**ACTIVITY:** Return the listing that follows, word for word.
-- Opening Marker --
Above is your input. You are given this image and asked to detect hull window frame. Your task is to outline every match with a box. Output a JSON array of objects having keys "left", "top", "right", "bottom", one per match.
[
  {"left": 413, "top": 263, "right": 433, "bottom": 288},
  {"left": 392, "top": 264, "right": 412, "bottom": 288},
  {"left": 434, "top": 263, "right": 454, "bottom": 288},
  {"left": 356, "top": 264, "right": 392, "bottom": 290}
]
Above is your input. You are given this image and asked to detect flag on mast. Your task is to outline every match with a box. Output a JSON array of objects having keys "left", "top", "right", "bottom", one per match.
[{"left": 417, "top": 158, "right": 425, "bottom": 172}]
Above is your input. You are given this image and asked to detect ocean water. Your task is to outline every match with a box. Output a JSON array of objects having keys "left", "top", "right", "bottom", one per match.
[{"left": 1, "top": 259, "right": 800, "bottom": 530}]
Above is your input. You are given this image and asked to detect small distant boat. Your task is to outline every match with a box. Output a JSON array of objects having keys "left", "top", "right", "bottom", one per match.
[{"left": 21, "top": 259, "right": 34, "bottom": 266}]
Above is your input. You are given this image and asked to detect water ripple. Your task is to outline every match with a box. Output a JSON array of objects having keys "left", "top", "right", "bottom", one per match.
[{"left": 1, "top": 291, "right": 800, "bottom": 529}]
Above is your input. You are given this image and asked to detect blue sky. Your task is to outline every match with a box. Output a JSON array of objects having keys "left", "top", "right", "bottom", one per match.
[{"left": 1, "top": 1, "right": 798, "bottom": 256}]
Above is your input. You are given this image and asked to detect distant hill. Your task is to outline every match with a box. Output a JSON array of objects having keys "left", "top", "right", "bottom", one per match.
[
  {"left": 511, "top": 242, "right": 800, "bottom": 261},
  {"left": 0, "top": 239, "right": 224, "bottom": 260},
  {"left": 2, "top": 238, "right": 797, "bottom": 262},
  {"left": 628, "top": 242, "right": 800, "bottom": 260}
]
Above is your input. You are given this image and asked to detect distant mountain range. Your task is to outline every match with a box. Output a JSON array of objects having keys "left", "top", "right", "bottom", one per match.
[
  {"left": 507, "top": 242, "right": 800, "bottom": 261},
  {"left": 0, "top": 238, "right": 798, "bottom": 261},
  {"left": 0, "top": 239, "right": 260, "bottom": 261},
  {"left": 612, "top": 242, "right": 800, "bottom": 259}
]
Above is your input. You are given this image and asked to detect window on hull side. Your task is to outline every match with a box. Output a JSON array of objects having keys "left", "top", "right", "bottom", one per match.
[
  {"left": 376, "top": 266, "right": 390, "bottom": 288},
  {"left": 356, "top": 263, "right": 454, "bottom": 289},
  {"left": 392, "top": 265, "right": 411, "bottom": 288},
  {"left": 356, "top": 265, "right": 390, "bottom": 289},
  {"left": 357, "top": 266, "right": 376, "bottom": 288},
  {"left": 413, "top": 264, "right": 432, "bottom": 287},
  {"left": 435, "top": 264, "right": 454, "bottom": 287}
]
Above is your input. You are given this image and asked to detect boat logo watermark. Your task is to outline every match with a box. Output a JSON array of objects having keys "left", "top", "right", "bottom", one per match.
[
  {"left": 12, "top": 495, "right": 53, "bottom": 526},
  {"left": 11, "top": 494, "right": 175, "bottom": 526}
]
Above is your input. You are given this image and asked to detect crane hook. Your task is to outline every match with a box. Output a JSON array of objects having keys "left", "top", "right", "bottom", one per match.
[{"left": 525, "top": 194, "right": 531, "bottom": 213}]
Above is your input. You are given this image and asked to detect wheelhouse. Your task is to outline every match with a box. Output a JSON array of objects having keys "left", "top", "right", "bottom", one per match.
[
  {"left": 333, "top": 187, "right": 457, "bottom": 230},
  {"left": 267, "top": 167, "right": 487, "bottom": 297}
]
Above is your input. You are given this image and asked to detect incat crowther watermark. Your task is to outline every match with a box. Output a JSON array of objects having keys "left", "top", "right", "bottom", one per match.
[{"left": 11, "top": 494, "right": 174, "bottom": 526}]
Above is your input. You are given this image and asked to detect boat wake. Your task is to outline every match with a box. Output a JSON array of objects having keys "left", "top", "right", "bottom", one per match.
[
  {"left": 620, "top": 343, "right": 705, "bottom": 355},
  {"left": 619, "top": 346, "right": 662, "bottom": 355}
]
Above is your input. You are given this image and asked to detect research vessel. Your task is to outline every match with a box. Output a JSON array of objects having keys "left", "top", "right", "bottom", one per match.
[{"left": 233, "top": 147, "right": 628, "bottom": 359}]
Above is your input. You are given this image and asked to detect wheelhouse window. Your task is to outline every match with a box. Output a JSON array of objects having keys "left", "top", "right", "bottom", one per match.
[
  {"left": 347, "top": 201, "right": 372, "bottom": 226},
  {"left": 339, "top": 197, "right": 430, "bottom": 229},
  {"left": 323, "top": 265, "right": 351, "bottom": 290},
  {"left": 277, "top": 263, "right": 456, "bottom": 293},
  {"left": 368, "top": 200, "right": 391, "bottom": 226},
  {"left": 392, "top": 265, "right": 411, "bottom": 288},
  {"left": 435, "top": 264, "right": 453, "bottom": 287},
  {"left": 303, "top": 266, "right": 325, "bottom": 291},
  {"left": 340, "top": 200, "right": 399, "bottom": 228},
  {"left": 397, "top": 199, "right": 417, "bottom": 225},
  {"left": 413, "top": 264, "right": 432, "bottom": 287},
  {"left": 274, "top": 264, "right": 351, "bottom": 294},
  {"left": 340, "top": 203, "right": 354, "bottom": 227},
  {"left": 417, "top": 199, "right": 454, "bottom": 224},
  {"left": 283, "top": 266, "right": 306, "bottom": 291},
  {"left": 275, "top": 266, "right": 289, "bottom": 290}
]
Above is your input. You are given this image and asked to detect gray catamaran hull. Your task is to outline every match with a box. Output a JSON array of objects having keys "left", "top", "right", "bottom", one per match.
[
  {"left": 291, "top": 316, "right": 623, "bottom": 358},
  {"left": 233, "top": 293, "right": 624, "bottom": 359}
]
-- Closing Marker --
**SOLUTION TO THIS PROBLEM:**
Above is your input. You are given this image and asked to detect hull window frame. Your task is to outline every match with a box. Output a JSON array of objects having keys "left", "top", "right", "bottom", one per match.
[
  {"left": 413, "top": 263, "right": 433, "bottom": 288},
  {"left": 392, "top": 264, "right": 412, "bottom": 288},
  {"left": 434, "top": 263, "right": 454, "bottom": 288},
  {"left": 356, "top": 264, "right": 392, "bottom": 290}
]
Above is your input. You are given this image and asked to detect flag on mast. Your task is to outline every match with a box. Output a JSON array of objects having keys "left", "top", "right", "bottom", one per match.
[{"left": 417, "top": 158, "right": 425, "bottom": 172}]
Above is your input. You are given this image and asked to detect ocean water. Your task is to outline every match with a box. Output a JSON array of objects having keys "left", "top", "right", "bottom", one per match.
[{"left": 1, "top": 259, "right": 800, "bottom": 530}]
Above is your input. You are given this image and asked to detect small distant boat. Your task is to outline every match with a box. Output a JSON array of objects having keys "left", "top", "right", "bottom", one per match.
[{"left": 21, "top": 259, "right": 34, "bottom": 266}]
Above is your input. You are given this image and asked to detect water ripple. Your task is to outline every match with a box. Output a JSON array of objects having keys "left", "top", "right", "bottom", one per match.
[{"left": 1, "top": 291, "right": 800, "bottom": 529}]
Above is your input. You are given this image and asked to detect blue sky. Your task is to outline every match with a box. Output a JSON array of objects having keys "left", "top", "right", "bottom", one per match.
[{"left": 1, "top": 1, "right": 798, "bottom": 256}]
Above is your input. You are given this image and asked to detect distant hill. Your task is to outline every match with a box. Output a JSON array of objects having keys "left", "top", "right", "bottom", one per match.
[
  {"left": 511, "top": 242, "right": 800, "bottom": 261},
  {"left": 0, "top": 239, "right": 224, "bottom": 260},
  {"left": 2, "top": 238, "right": 797, "bottom": 262},
  {"left": 628, "top": 242, "right": 800, "bottom": 260}
]
Above is your input. You are given this image and asked to detect distant mountain range. Your task is to outline every match with a box. Output a JSON array of objects having keys "left", "top", "right", "bottom", one per match.
[
  {"left": 507, "top": 242, "right": 800, "bottom": 261},
  {"left": 0, "top": 238, "right": 798, "bottom": 261},
  {"left": 0, "top": 239, "right": 260, "bottom": 261},
  {"left": 612, "top": 242, "right": 800, "bottom": 259}
]
Above is your input. You are given this image and asked to detect window on hull side. Your task is to outline every match with a box. Output a JSON array of objects having keys "left", "top", "right", "bottom", one per match.
[
  {"left": 376, "top": 266, "right": 390, "bottom": 288},
  {"left": 356, "top": 263, "right": 454, "bottom": 289},
  {"left": 392, "top": 265, "right": 411, "bottom": 288},
  {"left": 356, "top": 265, "right": 390, "bottom": 289},
  {"left": 357, "top": 266, "right": 376, "bottom": 288},
  {"left": 413, "top": 264, "right": 432, "bottom": 287},
  {"left": 435, "top": 264, "right": 454, "bottom": 287}
]
Above is your input. You are given this image and asked to detect boat logo watermark. Your task is to outline every match with a box. Output a JSON array of objects having keys "left", "top", "right", "bottom", one per match.
[
  {"left": 12, "top": 495, "right": 53, "bottom": 526},
  {"left": 11, "top": 494, "right": 175, "bottom": 526}
]
Above is your input. You are given this image and asked to detect crane hook. Your task is to outline every match with a box. Output a JSON array of objects having keys "left", "top", "right", "bottom", one per match.
[{"left": 525, "top": 194, "right": 531, "bottom": 213}]
Above is your input. You are given this image and asked to detect wheelhouse. Your task is to outline every match with a box. Output a JSON array of objects having keys "left", "top", "right", "bottom", one per match.
[
  {"left": 333, "top": 187, "right": 457, "bottom": 230},
  {"left": 267, "top": 167, "right": 487, "bottom": 297}
]
Above is your input. You are given this image and asked to detect incat crowther watermark. Your task is to outline every match with a box. Output a JSON array of objects having keys "left", "top", "right", "bottom", one per match.
[{"left": 11, "top": 494, "right": 174, "bottom": 526}]
Above is your input. You are given this image and asked to detect boat wake. Your task is to outline every match with a box. Output a JSON array of objects having keys "left", "top", "right", "bottom", one per match.
[
  {"left": 620, "top": 343, "right": 705, "bottom": 355},
  {"left": 619, "top": 346, "right": 662, "bottom": 355}
]
Above is your input. You are given this image and asked to detect research vessel. Your task is to outline every match with a box. Output a JSON array of objects having keys "left", "top", "right", "bottom", one per match.
[{"left": 233, "top": 147, "right": 628, "bottom": 359}]
Above is your input. You are given this image and asked to detect wheelhouse window. Your task is to outline every match with a box. Output a JSON array of objects having keys "left", "top", "right", "bottom", one per match.
[
  {"left": 347, "top": 201, "right": 372, "bottom": 226},
  {"left": 339, "top": 197, "right": 430, "bottom": 229},
  {"left": 323, "top": 265, "right": 351, "bottom": 290},
  {"left": 277, "top": 263, "right": 456, "bottom": 293},
  {"left": 368, "top": 200, "right": 391, "bottom": 226},
  {"left": 392, "top": 265, "right": 411, "bottom": 288},
  {"left": 435, "top": 264, "right": 453, "bottom": 287},
  {"left": 303, "top": 266, "right": 325, "bottom": 291},
  {"left": 340, "top": 200, "right": 399, "bottom": 228},
  {"left": 397, "top": 199, "right": 417, "bottom": 225},
  {"left": 413, "top": 264, "right": 432, "bottom": 287},
  {"left": 274, "top": 264, "right": 351, "bottom": 294},
  {"left": 340, "top": 203, "right": 354, "bottom": 227},
  {"left": 417, "top": 199, "right": 454, "bottom": 224},
  {"left": 283, "top": 266, "right": 306, "bottom": 291},
  {"left": 275, "top": 266, "right": 289, "bottom": 290}
]
Above is your input. You are given this image and asked to detect gray catamaran hull. Your task is to outline every match with a box. Output a JSON array of objects having keys "left", "top", "right", "bottom", one per match.
[
  {"left": 291, "top": 316, "right": 623, "bottom": 358},
  {"left": 233, "top": 293, "right": 624, "bottom": 359}
]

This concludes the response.